Point localization data ->
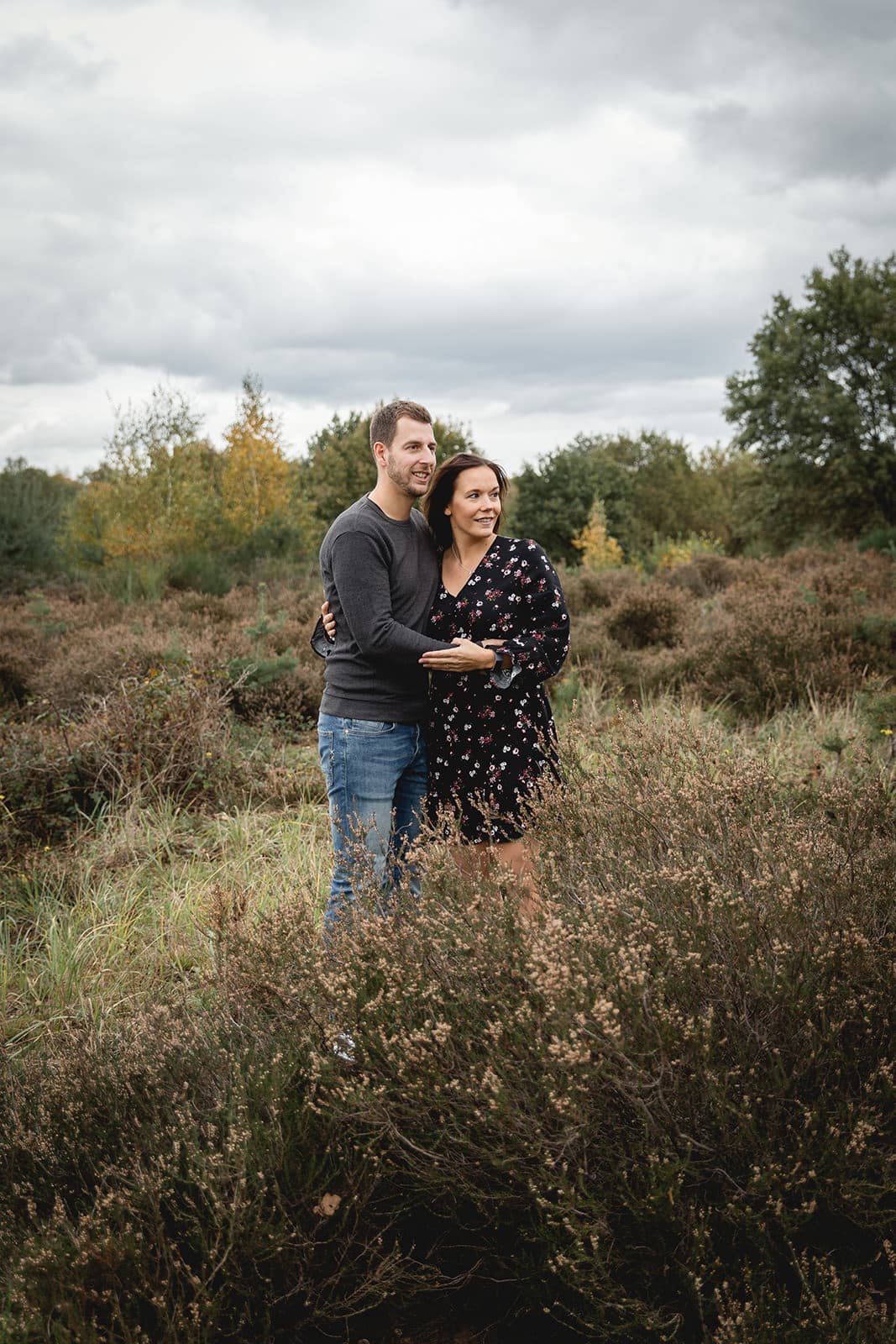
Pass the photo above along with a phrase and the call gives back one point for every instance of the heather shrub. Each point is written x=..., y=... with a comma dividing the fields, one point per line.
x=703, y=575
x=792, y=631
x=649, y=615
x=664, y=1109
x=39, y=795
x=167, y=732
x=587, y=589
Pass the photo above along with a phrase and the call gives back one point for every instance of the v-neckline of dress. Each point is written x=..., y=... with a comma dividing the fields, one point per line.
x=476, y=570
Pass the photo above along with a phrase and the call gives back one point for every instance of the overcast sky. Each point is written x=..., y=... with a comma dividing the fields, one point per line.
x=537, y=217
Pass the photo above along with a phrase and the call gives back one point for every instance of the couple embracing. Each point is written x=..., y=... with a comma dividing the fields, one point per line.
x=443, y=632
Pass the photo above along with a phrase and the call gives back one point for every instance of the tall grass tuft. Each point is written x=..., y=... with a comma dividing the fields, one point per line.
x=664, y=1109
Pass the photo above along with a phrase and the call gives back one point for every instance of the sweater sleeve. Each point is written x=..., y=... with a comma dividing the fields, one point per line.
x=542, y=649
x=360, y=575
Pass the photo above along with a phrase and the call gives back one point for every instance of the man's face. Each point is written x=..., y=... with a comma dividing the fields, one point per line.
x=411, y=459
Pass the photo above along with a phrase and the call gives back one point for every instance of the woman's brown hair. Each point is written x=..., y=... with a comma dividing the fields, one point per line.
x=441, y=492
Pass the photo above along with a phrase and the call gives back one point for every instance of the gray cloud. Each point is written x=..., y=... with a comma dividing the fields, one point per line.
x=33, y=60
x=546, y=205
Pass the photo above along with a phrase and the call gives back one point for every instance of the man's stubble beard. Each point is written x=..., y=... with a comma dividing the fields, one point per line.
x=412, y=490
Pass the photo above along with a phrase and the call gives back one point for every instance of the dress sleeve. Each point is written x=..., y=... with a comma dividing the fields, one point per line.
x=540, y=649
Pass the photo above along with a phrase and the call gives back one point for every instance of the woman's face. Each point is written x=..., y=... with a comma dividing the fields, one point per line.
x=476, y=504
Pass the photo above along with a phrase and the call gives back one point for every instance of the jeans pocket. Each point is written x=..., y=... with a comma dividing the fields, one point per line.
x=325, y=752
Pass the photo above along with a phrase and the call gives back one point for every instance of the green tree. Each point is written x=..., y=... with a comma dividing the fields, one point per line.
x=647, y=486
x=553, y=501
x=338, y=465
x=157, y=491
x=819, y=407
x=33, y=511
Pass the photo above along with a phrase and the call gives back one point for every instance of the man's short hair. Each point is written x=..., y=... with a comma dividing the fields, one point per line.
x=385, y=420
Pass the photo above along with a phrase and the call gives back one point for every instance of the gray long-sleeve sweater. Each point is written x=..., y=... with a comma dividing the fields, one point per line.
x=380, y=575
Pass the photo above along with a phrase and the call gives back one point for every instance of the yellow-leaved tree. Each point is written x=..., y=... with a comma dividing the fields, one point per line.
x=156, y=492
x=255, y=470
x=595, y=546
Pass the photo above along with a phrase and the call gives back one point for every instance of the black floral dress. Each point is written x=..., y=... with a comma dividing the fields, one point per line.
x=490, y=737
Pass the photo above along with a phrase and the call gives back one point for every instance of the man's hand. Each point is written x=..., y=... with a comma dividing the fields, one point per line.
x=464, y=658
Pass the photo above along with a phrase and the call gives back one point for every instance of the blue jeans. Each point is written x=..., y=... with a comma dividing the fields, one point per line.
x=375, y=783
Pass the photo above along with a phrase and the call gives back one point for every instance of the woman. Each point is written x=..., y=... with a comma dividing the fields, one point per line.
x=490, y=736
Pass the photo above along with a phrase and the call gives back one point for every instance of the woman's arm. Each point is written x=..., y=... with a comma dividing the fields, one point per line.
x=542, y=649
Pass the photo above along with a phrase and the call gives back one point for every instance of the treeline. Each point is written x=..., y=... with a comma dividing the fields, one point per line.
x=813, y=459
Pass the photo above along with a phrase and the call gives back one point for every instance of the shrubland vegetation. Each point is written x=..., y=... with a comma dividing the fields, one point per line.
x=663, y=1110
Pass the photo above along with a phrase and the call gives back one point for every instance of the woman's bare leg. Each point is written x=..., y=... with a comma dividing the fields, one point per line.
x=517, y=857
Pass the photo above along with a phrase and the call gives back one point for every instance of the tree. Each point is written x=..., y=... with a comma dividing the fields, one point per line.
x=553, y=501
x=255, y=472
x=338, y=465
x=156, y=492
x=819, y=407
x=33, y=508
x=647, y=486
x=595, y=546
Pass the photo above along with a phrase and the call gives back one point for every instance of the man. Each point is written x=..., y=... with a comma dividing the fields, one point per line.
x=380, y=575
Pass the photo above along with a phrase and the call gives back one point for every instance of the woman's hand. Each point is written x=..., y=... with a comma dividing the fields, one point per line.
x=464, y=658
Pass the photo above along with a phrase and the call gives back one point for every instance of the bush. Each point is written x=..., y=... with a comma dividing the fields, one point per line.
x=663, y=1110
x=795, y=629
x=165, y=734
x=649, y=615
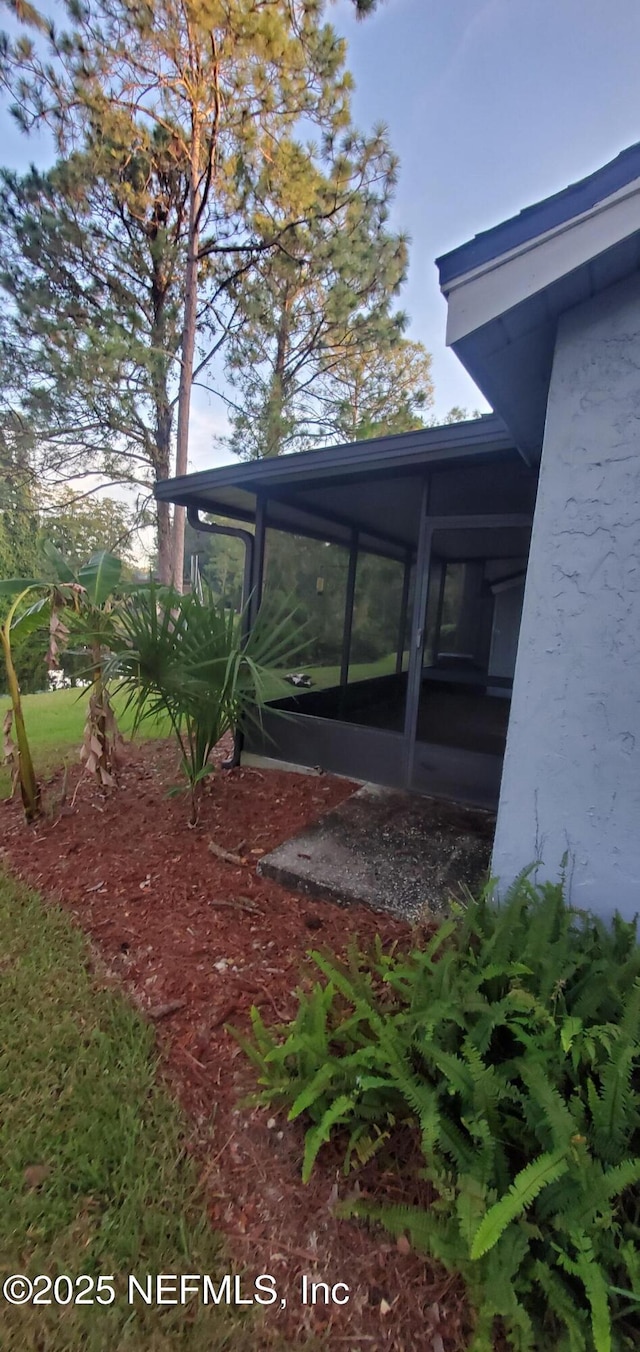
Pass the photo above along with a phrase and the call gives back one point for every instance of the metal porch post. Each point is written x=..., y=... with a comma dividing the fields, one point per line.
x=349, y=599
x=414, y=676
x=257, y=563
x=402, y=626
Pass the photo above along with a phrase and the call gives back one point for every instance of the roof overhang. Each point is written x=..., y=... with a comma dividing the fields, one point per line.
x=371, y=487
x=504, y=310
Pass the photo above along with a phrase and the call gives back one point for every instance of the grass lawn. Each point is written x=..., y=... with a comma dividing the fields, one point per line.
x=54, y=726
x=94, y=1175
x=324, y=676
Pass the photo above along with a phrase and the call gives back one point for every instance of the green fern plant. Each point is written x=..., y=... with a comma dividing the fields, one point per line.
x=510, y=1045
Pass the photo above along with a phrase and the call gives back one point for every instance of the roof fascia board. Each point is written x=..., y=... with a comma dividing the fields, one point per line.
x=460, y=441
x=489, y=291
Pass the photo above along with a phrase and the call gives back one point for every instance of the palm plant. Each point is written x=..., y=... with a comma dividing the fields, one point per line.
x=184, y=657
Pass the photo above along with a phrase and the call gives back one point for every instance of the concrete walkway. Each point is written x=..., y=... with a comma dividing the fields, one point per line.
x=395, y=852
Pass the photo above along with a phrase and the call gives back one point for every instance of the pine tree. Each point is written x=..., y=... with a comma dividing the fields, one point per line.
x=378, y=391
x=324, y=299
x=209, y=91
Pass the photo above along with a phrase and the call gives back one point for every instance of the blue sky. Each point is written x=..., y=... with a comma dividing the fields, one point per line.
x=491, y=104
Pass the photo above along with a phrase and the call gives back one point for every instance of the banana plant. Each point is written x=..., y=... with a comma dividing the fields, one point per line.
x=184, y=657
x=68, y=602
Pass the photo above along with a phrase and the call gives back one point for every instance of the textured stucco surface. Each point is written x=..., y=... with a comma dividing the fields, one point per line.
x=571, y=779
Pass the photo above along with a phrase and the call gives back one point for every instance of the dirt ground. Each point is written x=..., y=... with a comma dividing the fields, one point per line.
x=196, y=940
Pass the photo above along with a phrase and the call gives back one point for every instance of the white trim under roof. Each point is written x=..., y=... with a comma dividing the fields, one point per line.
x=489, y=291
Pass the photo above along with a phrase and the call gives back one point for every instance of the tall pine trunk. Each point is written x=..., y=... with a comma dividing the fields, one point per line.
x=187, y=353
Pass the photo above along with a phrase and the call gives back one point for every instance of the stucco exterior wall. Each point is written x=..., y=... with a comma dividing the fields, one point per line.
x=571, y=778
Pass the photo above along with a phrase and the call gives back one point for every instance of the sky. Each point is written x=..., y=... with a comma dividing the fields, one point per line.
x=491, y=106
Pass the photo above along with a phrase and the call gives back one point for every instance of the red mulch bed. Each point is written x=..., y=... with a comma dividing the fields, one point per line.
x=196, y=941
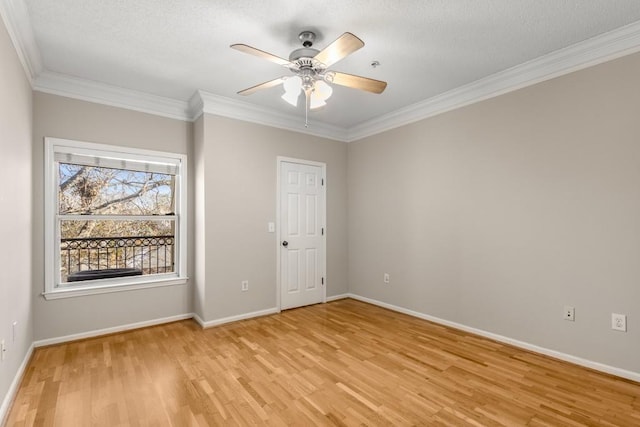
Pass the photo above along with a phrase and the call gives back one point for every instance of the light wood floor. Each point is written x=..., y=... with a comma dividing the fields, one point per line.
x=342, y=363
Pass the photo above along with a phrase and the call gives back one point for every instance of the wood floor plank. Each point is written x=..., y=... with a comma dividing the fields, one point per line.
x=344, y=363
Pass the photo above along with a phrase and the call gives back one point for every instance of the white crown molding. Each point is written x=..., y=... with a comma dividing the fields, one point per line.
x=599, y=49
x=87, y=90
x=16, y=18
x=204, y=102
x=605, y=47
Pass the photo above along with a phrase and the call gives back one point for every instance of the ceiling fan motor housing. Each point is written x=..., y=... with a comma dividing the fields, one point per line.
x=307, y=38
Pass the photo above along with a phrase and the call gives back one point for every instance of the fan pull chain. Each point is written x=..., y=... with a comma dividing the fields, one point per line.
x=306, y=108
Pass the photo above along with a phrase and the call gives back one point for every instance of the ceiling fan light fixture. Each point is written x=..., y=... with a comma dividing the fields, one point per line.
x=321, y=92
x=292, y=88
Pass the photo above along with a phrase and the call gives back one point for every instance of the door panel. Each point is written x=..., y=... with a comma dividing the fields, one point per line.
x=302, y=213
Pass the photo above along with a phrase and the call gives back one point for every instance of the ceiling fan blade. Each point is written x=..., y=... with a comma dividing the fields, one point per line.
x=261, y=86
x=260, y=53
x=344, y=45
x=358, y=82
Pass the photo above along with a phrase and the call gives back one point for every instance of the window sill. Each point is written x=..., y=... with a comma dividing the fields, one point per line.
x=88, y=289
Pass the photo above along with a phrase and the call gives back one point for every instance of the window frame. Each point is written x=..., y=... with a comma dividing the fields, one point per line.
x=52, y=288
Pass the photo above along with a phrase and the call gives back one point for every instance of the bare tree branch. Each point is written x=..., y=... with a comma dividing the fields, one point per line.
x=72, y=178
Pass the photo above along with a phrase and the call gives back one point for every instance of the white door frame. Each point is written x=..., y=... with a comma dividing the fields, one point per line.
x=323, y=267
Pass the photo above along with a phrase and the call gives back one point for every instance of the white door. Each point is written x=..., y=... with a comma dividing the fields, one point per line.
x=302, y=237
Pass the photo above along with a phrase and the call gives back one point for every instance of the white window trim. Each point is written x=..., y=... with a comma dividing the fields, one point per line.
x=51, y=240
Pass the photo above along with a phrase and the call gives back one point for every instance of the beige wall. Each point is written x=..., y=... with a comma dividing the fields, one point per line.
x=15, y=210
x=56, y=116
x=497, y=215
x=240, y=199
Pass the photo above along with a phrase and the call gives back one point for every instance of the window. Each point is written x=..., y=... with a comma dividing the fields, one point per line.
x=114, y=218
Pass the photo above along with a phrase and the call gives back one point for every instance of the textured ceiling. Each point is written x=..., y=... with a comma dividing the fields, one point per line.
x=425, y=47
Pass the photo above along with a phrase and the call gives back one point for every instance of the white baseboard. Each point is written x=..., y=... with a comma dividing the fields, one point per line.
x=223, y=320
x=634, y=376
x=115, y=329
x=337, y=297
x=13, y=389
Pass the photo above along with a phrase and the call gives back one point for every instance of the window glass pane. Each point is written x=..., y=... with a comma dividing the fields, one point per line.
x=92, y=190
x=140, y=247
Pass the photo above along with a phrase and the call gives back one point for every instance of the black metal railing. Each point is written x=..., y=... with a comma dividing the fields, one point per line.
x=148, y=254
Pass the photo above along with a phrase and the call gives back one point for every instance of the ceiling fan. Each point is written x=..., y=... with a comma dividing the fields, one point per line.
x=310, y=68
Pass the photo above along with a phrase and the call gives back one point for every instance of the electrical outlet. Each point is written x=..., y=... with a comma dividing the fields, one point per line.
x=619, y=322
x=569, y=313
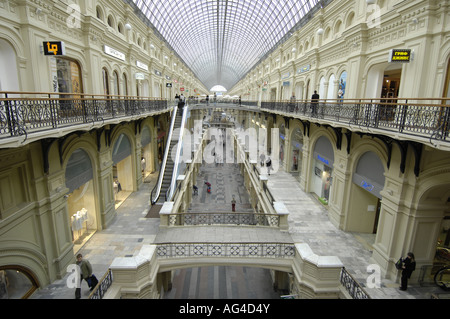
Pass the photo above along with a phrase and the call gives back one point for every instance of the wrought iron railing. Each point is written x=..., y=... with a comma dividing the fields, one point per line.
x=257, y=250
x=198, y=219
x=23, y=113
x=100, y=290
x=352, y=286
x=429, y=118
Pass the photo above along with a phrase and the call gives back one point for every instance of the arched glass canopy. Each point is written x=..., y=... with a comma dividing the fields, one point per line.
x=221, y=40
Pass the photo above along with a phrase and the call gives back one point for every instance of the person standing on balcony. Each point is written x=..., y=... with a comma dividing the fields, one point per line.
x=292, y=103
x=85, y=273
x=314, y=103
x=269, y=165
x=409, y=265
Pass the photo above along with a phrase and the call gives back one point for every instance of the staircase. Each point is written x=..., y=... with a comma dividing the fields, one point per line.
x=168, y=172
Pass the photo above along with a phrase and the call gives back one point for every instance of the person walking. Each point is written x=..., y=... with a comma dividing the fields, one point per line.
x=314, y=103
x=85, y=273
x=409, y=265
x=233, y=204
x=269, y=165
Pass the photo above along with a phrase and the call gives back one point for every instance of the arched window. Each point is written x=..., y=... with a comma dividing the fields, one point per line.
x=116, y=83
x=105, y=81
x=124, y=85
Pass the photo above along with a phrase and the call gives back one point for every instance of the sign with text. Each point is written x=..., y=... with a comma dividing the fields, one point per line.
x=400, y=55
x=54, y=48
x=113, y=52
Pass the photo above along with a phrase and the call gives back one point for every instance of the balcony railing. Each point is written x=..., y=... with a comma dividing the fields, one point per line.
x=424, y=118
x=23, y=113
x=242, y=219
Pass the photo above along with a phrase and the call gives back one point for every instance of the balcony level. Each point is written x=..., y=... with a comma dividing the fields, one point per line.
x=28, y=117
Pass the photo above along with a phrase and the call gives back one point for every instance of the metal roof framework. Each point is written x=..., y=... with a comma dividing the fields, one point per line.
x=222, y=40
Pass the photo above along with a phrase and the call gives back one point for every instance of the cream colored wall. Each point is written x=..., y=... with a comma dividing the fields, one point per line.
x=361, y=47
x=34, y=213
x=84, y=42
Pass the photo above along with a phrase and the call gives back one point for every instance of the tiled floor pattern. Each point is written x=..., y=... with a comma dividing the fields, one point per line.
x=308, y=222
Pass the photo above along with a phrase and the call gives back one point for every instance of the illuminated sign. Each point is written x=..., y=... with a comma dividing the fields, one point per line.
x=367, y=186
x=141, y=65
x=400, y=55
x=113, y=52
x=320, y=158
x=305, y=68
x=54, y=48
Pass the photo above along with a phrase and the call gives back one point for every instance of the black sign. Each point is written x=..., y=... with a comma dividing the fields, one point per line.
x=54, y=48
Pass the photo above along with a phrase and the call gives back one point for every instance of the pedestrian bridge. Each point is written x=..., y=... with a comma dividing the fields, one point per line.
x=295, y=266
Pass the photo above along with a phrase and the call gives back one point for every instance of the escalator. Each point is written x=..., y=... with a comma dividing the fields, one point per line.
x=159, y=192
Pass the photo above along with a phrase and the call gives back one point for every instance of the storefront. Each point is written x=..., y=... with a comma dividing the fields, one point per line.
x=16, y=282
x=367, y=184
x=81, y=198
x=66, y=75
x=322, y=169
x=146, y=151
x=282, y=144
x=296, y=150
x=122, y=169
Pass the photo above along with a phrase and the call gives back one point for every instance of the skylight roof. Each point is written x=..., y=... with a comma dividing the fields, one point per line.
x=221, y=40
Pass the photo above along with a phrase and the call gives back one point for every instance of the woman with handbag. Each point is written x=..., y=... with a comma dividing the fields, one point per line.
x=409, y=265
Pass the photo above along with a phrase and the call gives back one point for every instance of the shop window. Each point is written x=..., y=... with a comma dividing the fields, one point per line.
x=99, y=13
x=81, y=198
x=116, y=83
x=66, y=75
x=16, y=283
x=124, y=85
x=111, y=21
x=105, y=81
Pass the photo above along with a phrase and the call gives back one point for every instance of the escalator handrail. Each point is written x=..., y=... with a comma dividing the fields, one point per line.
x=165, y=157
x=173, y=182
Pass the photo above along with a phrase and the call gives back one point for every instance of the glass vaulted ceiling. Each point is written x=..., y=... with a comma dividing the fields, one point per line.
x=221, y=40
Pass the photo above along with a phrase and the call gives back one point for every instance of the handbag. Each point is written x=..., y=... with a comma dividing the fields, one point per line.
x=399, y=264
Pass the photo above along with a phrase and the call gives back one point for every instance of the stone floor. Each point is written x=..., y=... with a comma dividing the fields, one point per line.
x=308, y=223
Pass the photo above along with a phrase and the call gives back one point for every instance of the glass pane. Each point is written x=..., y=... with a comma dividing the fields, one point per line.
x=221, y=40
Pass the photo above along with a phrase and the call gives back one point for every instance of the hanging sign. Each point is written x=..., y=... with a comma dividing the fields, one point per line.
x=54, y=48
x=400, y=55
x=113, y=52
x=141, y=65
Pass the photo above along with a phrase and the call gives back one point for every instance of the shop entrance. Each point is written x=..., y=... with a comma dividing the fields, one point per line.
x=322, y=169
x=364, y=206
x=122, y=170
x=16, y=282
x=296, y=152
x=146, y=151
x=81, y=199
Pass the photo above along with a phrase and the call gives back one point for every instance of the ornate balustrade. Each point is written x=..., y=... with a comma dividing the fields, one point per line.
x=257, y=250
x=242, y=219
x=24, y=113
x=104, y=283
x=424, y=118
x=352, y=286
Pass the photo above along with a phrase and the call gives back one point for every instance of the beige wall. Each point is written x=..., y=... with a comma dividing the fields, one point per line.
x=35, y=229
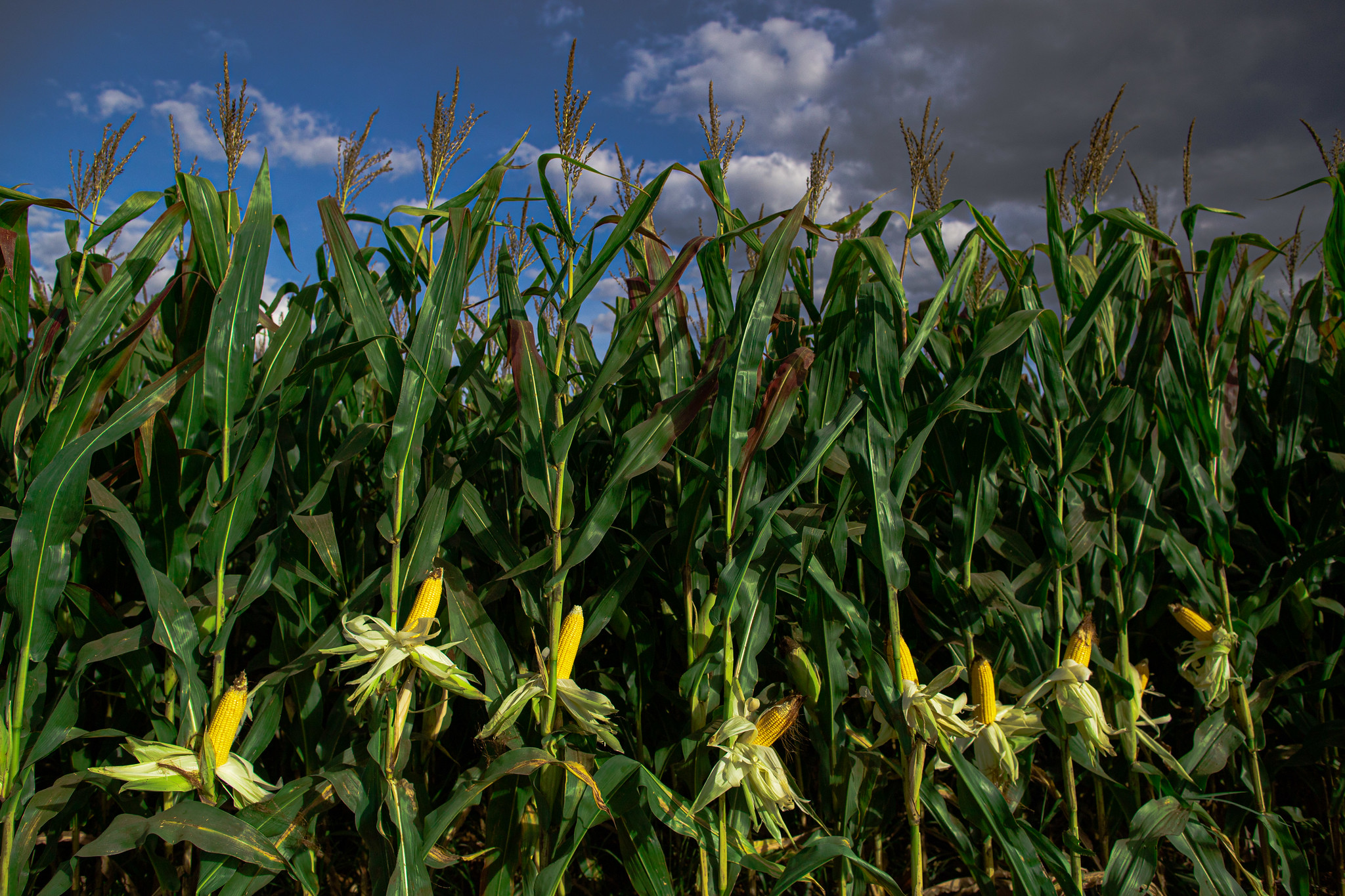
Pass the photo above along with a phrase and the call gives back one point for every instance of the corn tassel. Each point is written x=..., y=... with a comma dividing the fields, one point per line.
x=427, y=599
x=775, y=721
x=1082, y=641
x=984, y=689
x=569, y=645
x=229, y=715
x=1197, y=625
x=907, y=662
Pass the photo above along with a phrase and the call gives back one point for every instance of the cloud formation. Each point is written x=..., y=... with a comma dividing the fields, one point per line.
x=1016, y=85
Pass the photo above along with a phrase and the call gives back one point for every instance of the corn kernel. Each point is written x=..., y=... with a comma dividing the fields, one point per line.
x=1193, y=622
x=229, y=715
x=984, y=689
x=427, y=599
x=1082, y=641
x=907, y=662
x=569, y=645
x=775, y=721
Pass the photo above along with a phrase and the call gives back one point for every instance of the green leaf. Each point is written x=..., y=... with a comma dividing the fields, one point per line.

Brief -> Write out the lines above from the one containing "the corn kernel." through the last, exactly as they are.

Written answer ->
Pass the photo above along with a phrase and the call gives back one point for every instance of the corn kernel. Each point is written x=..., y=... with a comma dividing the fields, one point per line.
x=1193, y=622
x=229, y=715
x=984, y=689
x=427, y=599
x=1082, y=641
x=907, y=662
x=569, y=645
x=775, y=721
Pass the photo above along with a phrase and the call gives back one point for every instance of the green leaf. Each point is written x=..., y=... with a comma dividing the fields, one point per line.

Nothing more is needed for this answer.